Task to carry out: In the listing that follows, the range to quote begins at the line that has "Please identify the blue sky" and ends after the line that has "Please identify the sky"; quote it verbatim and add nothing.

Extracted information:
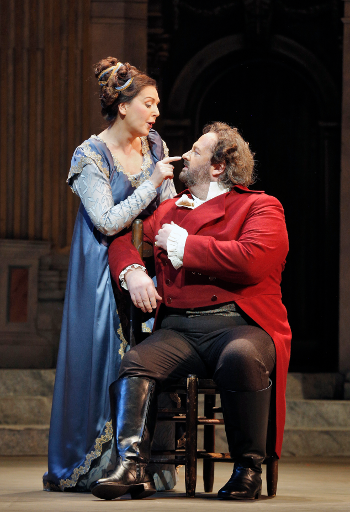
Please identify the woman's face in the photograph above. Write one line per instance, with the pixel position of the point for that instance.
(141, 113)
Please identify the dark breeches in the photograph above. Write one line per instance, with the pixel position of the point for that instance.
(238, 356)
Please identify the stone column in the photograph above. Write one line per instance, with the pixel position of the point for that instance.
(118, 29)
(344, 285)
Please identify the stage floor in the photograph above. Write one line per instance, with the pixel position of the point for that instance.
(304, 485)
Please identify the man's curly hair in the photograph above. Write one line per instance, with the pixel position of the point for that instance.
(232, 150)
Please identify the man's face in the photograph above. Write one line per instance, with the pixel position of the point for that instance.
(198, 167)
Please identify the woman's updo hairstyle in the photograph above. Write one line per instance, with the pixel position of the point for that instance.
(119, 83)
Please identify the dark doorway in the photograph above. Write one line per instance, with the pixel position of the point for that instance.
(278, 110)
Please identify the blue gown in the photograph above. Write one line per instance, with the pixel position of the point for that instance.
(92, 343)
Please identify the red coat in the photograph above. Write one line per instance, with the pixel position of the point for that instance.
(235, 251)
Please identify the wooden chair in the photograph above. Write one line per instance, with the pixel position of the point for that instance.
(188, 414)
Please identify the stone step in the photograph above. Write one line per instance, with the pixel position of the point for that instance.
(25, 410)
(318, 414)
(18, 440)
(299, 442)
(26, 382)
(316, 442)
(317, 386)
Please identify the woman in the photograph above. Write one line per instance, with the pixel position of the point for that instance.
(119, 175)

...

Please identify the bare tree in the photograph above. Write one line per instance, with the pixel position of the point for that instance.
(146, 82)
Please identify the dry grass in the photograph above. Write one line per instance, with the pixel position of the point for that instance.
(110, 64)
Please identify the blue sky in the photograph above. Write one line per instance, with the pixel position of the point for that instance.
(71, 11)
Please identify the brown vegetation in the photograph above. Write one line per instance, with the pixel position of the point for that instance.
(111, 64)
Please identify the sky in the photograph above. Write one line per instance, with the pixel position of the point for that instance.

Exercise output:
Please identify the blue sky in the photograph above. Write one line per instance, with the pixel position of the point for that instance.
(71, 11)
Please identify the brown vegetation in the photograph above. Write one line per instance, with the pixel position of the point for that instance.
(111, 64)
Please identify the sky in the photograph above. Write one line per instance, with the pixel position of the point for that instance.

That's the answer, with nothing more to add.